Exercise task a -
Collect every line in the records that contains the string "point", and copy each one out.

Reading text -
=====

# How long does this take?



## Rumz (Mar 14, 2016)

Hi all!

Been about a week and 2 days since I first brought Ani home, he's gotten more vocal towards me but still shies away from my hand when I try to establish contact. 

So how long does it take for tiels to warm up to their owners? I know as a majority rule they all like to be with their owners in some way or another, but how long does it usually take?

Thanks!


----------



## roxy culver (May 27, 2010)

There is no set time. Every bird is different and some never truly become hands on birds. Its going to take lots of patience on your part.


----------



## birdpool (Mar 15, 2016)

with wade it took a few days of my boyfriend constantly talking to him (my boyfriend was incredibly excited and insistent, and it turned out to be a good thing!) by the first week we could hold him without him freaking, but he had to come out of the cage on his own terms. He has a little "out perch" that he sits on to either come out or let us know he wants to come out and it works really well! as long as we get to it before he starts squawking, he is a very well mannered young boy. After a month, he flies to us and asks us for pets and cuddles up under my boyfriend's nose (that's his fav place to be)

=====

Provided data -

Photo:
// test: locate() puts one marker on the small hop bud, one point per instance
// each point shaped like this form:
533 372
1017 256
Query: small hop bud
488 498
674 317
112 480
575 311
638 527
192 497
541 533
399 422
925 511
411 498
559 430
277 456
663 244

=====

Exercise task b -
Extend the forum thread about how long a cockatiel takes to warm up to its owner, picking up after its final post.

Written response a -
// test: locate() puts one marker on the small hop bud, one point per instance
// each point shaped like this form:

Written response b -
piper and kiwi are a bit of a different story, but they're already really tame and people-friendly. they both hopped onto my hand today with little fuss to be let out, but they were a bit more upset about being asked to go back into the cage so I could bring my BF to work.

definitely make yourself seem like a great thing! treats treats and more treats, unless your Ani is like our Kiwi and doesn't really care for treats. Definitely persistence and constant work, but it pays off in the end because there's nothing quite as amazing (to me) as a tiny bird that loves you :3

we bribed wade into loving us by feeding him sunflower seeds through the cage. he is also fond of millet and what we like to call bird cheetos which are these little puffed rice stick treats for birds.


----------



## Rumz (Mar 14, 2016)

He's a good bird  I guess I just needed to be reassured that persistence is the key


----------



## 3LoveSkyeTiel (Feb 23, 2016)

With mine through the years it took, 1 day for the egar lover bird, to, 1 month for a more shy one I got.

It depends on the bird, but the constant love and not pushing the touching will draw it to you. If you insist it step up, like NOW than it won't really want to. But if you make it want you by just showing it treats and constantly talking and giving it affection, it will warm up to you one day soon and have not much problem with your hands. It may just need time to accept it wants you and that means it must interact with you hands.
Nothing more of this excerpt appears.